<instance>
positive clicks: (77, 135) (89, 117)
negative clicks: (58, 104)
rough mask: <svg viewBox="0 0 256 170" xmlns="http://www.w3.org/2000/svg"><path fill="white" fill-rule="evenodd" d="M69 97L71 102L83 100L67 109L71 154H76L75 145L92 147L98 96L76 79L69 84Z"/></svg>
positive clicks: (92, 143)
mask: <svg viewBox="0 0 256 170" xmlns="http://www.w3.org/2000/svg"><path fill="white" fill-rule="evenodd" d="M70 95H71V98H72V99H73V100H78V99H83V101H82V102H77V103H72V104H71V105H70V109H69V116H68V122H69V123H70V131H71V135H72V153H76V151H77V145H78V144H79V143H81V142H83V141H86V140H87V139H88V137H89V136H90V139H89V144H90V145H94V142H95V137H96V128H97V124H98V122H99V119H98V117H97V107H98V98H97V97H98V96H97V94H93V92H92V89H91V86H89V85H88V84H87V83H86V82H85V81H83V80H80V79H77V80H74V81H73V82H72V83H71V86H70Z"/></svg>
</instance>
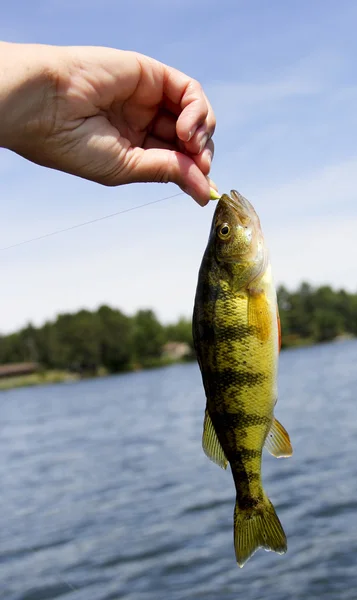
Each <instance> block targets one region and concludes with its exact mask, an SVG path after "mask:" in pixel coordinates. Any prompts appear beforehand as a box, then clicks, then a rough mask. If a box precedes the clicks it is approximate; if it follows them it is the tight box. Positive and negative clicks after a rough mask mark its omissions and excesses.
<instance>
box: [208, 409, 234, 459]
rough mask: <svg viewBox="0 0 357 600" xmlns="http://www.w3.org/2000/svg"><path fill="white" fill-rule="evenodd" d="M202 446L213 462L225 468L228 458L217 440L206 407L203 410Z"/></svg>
mask: <svg viewBox="0 0 357 600" xmlns="http://www.w3.org/2000/svg"><path fill="white" fill-rule="evenodd" d="M202 447H203V451H204V453H205V454H206V456H208V458H209V459H210V460H212V461H213V462H215V463H216V464H217V465H218V466H220V467H222V469H226V468H227V465H228V460H227V458H226V455H225V454H224V451H223V448H222V446H221V444H220V442H219V440H218V437H217V434H216V432H215V429H214V427H213V423H212V421H211V417H210V416H209V413H208V410H207V408H206V411H205V420H204V423H203V436H202Z"/></svg>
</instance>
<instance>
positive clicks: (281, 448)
———
#### WORK REQUIRED:
The line containing "negative clicks: (58, 104)" marks the end: copy exactly every line from the top of the data above down to it, that line included.

#### REPLY:
<instance>
positive clicks: (77, 135) (89, 117)
negative clicks: (58, 104)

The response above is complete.